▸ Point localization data
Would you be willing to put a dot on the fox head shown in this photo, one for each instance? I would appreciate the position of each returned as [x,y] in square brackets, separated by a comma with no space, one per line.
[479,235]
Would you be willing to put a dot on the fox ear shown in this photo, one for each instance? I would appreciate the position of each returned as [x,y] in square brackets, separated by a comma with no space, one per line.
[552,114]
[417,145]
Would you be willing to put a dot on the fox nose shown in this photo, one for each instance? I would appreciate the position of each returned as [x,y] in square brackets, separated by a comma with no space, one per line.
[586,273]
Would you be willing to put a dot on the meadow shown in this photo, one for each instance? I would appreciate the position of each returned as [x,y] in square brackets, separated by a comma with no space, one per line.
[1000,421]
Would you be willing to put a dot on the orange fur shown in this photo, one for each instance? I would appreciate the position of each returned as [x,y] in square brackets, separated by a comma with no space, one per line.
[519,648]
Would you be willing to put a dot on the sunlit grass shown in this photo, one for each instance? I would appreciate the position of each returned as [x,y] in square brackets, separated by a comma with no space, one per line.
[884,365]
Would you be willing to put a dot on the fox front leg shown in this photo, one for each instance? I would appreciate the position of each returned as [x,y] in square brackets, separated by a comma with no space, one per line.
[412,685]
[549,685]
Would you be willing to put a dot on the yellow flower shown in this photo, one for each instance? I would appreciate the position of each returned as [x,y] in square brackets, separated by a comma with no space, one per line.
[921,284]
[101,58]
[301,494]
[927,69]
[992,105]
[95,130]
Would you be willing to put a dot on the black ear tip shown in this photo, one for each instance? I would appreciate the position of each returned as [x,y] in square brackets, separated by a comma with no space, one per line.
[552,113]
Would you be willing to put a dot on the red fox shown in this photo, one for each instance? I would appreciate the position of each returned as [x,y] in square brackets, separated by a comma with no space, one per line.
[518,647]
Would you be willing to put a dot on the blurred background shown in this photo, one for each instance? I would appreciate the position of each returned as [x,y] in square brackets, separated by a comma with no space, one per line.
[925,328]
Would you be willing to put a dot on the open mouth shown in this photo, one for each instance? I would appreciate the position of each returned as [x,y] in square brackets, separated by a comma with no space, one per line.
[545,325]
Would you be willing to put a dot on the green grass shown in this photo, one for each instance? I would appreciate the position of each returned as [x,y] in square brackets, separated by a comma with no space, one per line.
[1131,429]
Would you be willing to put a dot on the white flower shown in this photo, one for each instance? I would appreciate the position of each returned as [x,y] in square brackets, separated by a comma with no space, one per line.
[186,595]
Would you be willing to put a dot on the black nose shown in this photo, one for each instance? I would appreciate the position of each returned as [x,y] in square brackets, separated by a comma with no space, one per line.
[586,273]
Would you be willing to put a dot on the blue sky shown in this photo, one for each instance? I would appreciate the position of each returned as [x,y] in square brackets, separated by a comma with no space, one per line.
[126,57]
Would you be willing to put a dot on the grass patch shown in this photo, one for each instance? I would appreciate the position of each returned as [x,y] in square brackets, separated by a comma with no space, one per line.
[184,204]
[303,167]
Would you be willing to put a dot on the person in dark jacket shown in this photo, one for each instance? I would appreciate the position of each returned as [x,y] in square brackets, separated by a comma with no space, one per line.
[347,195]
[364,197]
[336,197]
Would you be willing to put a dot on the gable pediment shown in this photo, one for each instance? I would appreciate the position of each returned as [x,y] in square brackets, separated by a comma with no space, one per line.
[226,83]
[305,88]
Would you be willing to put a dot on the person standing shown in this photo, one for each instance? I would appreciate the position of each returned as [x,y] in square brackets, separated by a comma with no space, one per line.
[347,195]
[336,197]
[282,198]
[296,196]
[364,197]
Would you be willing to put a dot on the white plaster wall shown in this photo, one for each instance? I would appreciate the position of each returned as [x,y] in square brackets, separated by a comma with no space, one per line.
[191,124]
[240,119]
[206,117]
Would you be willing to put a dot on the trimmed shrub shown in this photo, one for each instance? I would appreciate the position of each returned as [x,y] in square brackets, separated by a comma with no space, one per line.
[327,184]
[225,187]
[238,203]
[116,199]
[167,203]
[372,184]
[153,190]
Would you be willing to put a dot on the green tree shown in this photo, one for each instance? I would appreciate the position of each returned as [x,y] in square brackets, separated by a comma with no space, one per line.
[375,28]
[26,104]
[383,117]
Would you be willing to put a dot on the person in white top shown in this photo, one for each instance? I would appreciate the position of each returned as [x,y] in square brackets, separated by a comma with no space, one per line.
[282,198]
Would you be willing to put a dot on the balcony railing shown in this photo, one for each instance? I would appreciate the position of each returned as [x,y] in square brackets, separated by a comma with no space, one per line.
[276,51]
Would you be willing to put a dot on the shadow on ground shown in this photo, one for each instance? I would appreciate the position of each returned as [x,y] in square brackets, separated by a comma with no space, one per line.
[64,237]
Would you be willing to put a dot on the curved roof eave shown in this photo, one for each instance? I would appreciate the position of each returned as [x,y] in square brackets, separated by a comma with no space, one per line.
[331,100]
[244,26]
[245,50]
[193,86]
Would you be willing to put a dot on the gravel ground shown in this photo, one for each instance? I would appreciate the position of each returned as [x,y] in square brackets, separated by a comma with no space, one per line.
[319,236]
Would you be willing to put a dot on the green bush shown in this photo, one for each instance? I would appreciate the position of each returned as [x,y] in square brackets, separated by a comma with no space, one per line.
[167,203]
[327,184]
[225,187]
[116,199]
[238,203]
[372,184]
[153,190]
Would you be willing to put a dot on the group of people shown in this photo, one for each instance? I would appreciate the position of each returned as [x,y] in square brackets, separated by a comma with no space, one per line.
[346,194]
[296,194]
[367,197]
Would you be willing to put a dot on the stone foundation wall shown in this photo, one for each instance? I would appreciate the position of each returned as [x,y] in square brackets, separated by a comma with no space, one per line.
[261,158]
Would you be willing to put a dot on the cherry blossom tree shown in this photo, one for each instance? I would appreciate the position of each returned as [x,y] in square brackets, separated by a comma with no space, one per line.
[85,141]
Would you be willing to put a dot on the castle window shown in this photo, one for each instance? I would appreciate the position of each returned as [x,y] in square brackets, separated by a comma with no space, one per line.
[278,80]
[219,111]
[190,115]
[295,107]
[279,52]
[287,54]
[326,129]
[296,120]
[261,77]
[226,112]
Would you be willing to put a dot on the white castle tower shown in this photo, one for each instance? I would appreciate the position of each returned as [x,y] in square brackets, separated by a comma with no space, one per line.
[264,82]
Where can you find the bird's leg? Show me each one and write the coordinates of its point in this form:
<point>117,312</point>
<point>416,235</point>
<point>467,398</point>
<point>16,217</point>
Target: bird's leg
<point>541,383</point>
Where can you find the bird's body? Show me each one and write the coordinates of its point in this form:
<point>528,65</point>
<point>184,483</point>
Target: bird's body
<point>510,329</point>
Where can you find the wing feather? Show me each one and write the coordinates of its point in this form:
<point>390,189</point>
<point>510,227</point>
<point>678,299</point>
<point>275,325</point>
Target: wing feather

▸ Required work
Search the entries for the word "wing" and show every line that has it.

▸ Written solution
Where can you find the wing feather? Show me each one and write the coordinates of its point in this form:
Target: wing feather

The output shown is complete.